» Aim
Every record below should be printed exactly as given.

» Dataset records
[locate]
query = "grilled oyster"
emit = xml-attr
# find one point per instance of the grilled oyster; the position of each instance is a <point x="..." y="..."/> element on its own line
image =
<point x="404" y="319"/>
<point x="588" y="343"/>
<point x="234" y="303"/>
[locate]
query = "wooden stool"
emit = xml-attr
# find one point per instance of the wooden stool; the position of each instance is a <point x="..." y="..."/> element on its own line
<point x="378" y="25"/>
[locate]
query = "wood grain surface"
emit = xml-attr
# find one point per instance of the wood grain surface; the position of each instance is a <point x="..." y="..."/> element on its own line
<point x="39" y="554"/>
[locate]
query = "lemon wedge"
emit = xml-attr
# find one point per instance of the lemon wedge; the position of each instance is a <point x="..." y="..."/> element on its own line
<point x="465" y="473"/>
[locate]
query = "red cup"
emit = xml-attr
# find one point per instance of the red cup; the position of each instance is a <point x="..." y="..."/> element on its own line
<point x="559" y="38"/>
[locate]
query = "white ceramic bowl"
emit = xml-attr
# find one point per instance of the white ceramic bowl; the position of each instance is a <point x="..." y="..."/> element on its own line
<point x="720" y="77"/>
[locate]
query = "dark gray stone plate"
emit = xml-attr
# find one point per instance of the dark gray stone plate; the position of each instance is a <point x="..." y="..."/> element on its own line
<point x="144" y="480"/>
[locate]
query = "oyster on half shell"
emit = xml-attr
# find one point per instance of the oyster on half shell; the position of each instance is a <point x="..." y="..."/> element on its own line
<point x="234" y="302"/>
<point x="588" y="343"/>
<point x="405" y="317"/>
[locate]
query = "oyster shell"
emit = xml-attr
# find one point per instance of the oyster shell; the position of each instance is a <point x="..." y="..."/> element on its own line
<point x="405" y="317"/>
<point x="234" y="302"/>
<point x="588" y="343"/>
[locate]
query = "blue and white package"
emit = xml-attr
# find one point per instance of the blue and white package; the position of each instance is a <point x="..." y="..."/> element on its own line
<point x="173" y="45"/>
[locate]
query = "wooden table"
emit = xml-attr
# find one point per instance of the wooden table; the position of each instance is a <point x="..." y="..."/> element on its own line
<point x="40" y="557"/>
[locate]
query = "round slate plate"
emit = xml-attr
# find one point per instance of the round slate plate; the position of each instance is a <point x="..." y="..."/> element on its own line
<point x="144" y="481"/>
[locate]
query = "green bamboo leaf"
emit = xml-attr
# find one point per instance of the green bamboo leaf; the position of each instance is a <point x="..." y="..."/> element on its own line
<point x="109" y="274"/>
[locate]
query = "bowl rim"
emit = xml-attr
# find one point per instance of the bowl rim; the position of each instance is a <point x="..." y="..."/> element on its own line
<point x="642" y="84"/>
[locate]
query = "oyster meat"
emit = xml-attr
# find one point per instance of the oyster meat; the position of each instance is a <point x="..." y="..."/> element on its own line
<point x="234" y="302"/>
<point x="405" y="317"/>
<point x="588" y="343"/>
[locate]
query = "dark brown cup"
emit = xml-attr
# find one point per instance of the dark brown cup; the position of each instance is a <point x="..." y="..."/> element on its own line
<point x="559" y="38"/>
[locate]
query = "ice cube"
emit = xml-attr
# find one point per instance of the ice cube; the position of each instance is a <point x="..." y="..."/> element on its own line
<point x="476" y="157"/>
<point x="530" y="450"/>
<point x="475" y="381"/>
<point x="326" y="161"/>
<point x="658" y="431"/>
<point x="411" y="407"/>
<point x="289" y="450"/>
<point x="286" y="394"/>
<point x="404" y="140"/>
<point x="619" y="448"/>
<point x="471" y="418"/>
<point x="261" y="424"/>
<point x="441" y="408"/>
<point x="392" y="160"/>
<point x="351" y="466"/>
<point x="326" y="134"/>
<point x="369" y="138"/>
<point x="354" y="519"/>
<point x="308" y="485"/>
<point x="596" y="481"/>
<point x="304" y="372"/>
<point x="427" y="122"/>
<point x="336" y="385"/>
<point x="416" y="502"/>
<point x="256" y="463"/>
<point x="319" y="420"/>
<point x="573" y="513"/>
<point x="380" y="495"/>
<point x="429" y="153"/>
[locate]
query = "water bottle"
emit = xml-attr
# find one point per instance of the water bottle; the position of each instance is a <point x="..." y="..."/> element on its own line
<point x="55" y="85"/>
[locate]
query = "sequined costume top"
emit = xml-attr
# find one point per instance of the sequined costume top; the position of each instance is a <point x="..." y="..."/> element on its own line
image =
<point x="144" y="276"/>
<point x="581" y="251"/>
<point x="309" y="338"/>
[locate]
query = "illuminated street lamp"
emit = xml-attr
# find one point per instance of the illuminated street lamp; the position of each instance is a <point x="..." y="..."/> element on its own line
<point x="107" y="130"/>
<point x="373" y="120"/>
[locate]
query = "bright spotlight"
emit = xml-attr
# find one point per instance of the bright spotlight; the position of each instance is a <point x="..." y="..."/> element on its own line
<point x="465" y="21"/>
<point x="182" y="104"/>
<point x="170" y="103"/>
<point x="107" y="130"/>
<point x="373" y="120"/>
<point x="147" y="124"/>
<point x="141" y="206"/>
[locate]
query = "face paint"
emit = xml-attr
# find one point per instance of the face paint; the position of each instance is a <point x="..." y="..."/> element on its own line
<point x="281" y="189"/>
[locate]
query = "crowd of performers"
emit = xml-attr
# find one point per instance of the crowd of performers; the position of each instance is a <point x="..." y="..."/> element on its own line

» Solved problem
[locate]
query = "grilled oyster"
emit = xml-attr
# find one point per instance of the grilled oyster; the position of each instance is a <point x="..." y="..."/> element on its own line
image =
<point x="404" y="319"/>
<point x="588" y="343"/>
<point x="234" y="303"/>
[locate]
query = "wooden stool"
emit = xml-attr
# find one point per instance of the wooden stool; the position of each instance is a <point x="..." y="..."/> element on its own line
<point x="378" y="25"/>
[locate]
query = "wood grain surface"
emit = xml-attr
# find one point per instance of the wood grain surface; the position of each instance is a <point x="..." y="..."/> element on its own line
<point x="39" y="554"/>
[locate]
query = "lemon wedge"
emit = xml-attr
# find one point per instance of the lemon wedge; the position of each instance is a <point x="..." y="..."/> element on its own line
<point x="465" y="473"/>
[locate]
query = "red cup"
emit = xml-attr
# find one point per instance of the red cup; the position of each instance is a <point x="..." y="..."/> element on its own line
<point x="559" y="38"/>
[locate]
query = "white ceramic bowl"
emit = xml-attr
# find one point per instance of the white ceramic bowl; the position of each instance is a <point x="..." y="..."/> element on its own line
<point x="720" y="77"/>
[locate]
query = "dark gray stone plate"
emit = xml-attr
# find one point per instance of the dark gray stone plate; the position of each instance is a <point x="..." y="..."/> element on its own line
<point x="144" y="480"/>
[locate]
query = "oyster on half shell"
emit = xml-attr
# find one point per instance of the oyster on half shell; the position of each instance is a <point x="..." y="..."/> element on its own line
<point x="234" y="302"/>
<point x="588" y="343"/>
<point x="405" y="317"/>
[locate]
query = "oyster shell"
emit = xml-attr
# find one point per instance of the oyster shell; the position of each instance is a <point x="..." y="..."/> element on its own line
<point x="405" y="317"/>
<point x="234" y="302"/>
<point x="588" y="343"/>
[locate]
query = "blue and white package"
emit = xml-attr
# find one point per instance of the blue and white package; the position of each instance is a <point x="..." y="..."/> element on its own line
<point x="173" y="45"/>
[locate]
query = "wooden table"
emit = xml-attr
# find one point per instance of the wooden table; the position of each instance is a <point x="..." y="..."/> element on its own line
<point x="40" y="557"/>
[locate]
query = "round slate plate"
emit = xml-attr
# find one point per instance of the round slate plate; the position of each instance is a <point x="..." y="..."/> element on its own line
<point x="144" y="481"/>
[locate]
query = "green bamboo leaf"
emit = xml-attr
# find one point per instance of the green bamboo leaf; the position of each instance is a <point x="..." y="..."/> element on its own line
<point x="109" y="274"/>
[locate]
query = "bowl rim"
emit = xml-attr
# find one point per instance of the bowl rim; the position of each instance is a <point x="..." y="..."/> element on its own line
<point x="642" y="84"/>
[locate]
query = "oyster meat"
emit = xml-attr
# find one point per instance of the oyster meat; the position of each instance is a <point x="..." y="..."/> element on its own line
<point x="234" y="302"/>
<point x="405" y="317"/>
<point x="588" y="343"/>
[locate]
query = "dark brown cup"
emit = xml-attr
# find one point per instance of the dark brown cup; the position of each instance is a <point x="..." y="..."/> element on its own line
<point x="559" y="38"/>
[locate]
query = "ice cube"
emit = xml-attr
# find one point per instance of the ice cube; the position of each instance is a <point x="..." y="..."/> element on its own line
<point x="476" y="157"/>
<point x="530" y="450"/>
<point x="475" y="381"/>
<point x="326" y="161"/>
<point x="658" y="431"/>
<point x="411" y="407"/>
<point x="289" y="450"/>
<point x="286" y="394"/>
<point x="404" y="140"/>
<point x="619" y="448"/>
<point x="471" y="418"/>
<point x="261" y="424"/>
<point x="441" y="408"/>
<point x="392" y="160"/>
<point x="351" y="466"/>
<point x="326" y="134"/>
<point x="369" y="138"/>
<point x="354" y="519"/>
<point x="308" y="485"/>
<point x="596" y="481"/>
<point x="304" y="372"/>
<point x="427" y="122"/>
<point x="336" y="385"/>
<point x="416" y="502"/>
<point x="256" y="463"/>
<point x="319" y="420"/>
<point x="573" y="513"/>
<point x="380" y="495"/>
<point x="429" y="153"/>
[locate]
query = "water bottle"
emit = xml-attr
# find one point per instance of the water bottle; the position of each instance is a <point x="..." y="..."/> element on its own line
<point x="55" y="85"/>
[locate]
query = "sequined costume top"
emit = xml-attr
# find one point per instance of the sequined costume top; the position of each instance is a <point x="..." y="..."/> element on its own line
image =
<point x="144" y="276"/>
<point x="581" y="251"/>
<point x="309" y="338"/>
[locate]
query = "illuminated street lamp"
emit = xml-attr
# find one point per instance of the illuminated street lamp; the position of each instance is a <point x="..." y="..."/> element on its own line
<point x="107" y="130"/>
<point x="373" y="120"/>
[locate]
query = "bright spotlight"
emit = xml-attr
# find one point per instance of the bright spotlight; the position of each instance is a <point x="..." y="..."/> element on its own line
<point x="465" y="21"/>
<point x="182" y="104"/>
<point x="170" y="103"/>
<point x="107" y="130"/>
<point x="373" y="120"/>
<point x="147" y="124"/>
<point x="141" y="206"/>
[locate]
query = "face paint"
emit = xml-attr
# find one point per instance of the face paint; the position of each instance is a <point x="..." y="..."/> element on its own line
<point x="281" y="189"/>
[locate]
query = "crowd of performers"
emit = xml-attr
# find one point per instance of the crowd of performers; the position of each instance is a <point x="..." y="..."/> element on its own line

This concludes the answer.